Assignment: Set the listing down once more, exactly as given.

Data shown:
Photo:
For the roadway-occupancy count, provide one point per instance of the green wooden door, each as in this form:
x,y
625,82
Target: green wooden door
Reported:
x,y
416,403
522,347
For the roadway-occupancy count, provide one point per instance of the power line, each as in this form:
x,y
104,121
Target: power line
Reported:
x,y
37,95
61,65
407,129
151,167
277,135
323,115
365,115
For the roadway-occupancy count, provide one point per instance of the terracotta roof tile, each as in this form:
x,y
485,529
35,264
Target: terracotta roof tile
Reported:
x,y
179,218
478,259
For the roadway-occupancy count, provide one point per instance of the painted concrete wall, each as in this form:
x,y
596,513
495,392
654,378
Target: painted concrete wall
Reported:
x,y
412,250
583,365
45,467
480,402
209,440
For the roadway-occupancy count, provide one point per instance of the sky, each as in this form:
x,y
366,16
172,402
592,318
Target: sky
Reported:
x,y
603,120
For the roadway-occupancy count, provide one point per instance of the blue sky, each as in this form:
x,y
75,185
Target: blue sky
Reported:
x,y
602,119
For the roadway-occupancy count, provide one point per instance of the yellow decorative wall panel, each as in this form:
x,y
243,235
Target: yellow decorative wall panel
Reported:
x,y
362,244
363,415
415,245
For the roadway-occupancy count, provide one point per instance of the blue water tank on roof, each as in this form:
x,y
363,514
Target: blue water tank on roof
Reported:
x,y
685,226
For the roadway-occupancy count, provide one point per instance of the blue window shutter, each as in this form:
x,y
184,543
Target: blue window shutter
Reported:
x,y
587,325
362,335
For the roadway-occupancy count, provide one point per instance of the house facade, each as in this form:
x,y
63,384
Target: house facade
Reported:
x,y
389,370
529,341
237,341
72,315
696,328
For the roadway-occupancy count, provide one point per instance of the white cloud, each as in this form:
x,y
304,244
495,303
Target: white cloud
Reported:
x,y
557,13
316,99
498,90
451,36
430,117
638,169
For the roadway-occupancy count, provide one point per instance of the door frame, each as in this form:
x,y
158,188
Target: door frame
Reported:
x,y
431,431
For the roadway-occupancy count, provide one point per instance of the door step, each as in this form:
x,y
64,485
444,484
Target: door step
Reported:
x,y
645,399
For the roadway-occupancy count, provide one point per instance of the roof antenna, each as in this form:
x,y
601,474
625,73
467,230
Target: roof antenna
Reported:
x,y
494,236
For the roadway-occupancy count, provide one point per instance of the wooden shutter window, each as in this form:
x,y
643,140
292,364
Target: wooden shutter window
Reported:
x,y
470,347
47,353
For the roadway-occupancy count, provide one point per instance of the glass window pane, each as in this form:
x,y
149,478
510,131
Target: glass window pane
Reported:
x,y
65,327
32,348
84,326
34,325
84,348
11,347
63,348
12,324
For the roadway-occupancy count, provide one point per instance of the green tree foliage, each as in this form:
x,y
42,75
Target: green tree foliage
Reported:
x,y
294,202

Answer for the task:
Photo:
For the roadway-occupancy count, provide one point per instance of the green wooden door, each as in this form:
x,y
625,82
Target: green wooden door
Reported:
x,y
416,403
522,347
For the roadway-occupancy count, provide one point per instance of the power line, each as in this form:
x,y
104,121
Target: power line
Reported:
x,y
37,95
61,65
407,129
151,167
277,135
323,115
365,115
For the roadway-occupancy count, provide one point per instance of the terracotta roof tile, each as in this form:
x,y
485,529
35,264
Target: terracotta roof tile
Reported:
x,y
179,218
478,259
For the roadway-occupancy count, provide one point per instance of the painted concrete wall, each as in this form:
x,y
596,513
495,392
654,378
Target: painted concrete wall
Reported:
x,y
412,250
583,365
45,467
480,402
209,440
For the roadway-occupancy count, provide one point per instance of the sky, each as in this form:
x,y
366,16
172,402
592,318
Target: sky
Reported:
x,y
603,120
For the roadway-occupancy count, provide one point per instance of the blue sky, each as in this form:
x,y
75,185
Target: blue sky
Reported:
x,y
602,119
For the roadway-occupancy count, provide one point per instance of the yellow decorative wall panel, each as in this form:
x,y
243,235
Target: yellow decorative wall panel
Reported:
x,y
362,244
363,415
415,245
For the roadway-occupancy count, provide one point per instance of the blue water tank on roof, each as in this form:
x,y
363,514
Target: blue water tank on roof
Reported:
x,y
685,226
For the roadway-occupancy count, provide one point per instance of the blue window shutter, each as in this form:
x,y
184,543
Target: blue window shutter
Reported:
x,y
587,325
362,335
For the roadway-occupancy count, provide one point per instance of the house facade, each as in this form:
x,y
63,384
Target: house facade
Reported:
x,y
389,370
529,341
237,341
72,315
696,328
For the roadway-occupancy count, provide one point per instance of the white cloud, each as in this form:
x,y
304,244
495,303
Target: white cloud
Reported:
x,y
557,13
316,99
498,90
451,36
430,117
638,169
For the roadway-occupancy count, provide one point per instance of the door frame, each as in this form:
x,y
158,188
Target: door frame
Reported:
x,y
431,431
For the roadway-occupancy count, provide one point per instance of the door step, each as in this form:
x,y
64,485
444,484
Target: door step
Reported:
x,y
645,399
For the roadway-occupancy count, provide one point per instance of the roof antenna, each as in this form:
x,y
601,474
625,73
467,230
Target: roof antenna
Reported:
x,y
494,236
For the roadway-occupancy count, provide one point per instance of the wooden shutter window, each as in this form:
x,y
643,140
292,364
Target: wooden shutter window
Reported:
x,y
470,347
47,353
For the roadway-occupancy count, provide one point per instance of the glass window pane, each as in this form:
x,y
149,478
510,131
Target: glass window pane
Reported:
x,y
65,327
32,348
84,326
34,325
84,348
11,347
63,348
12,324
For the roadway-occupancy count, provide one point per instance of the green tree foliage, each as in this form:
x,y
42,75
Target: green tree foliage
Reported:
x,y
294,202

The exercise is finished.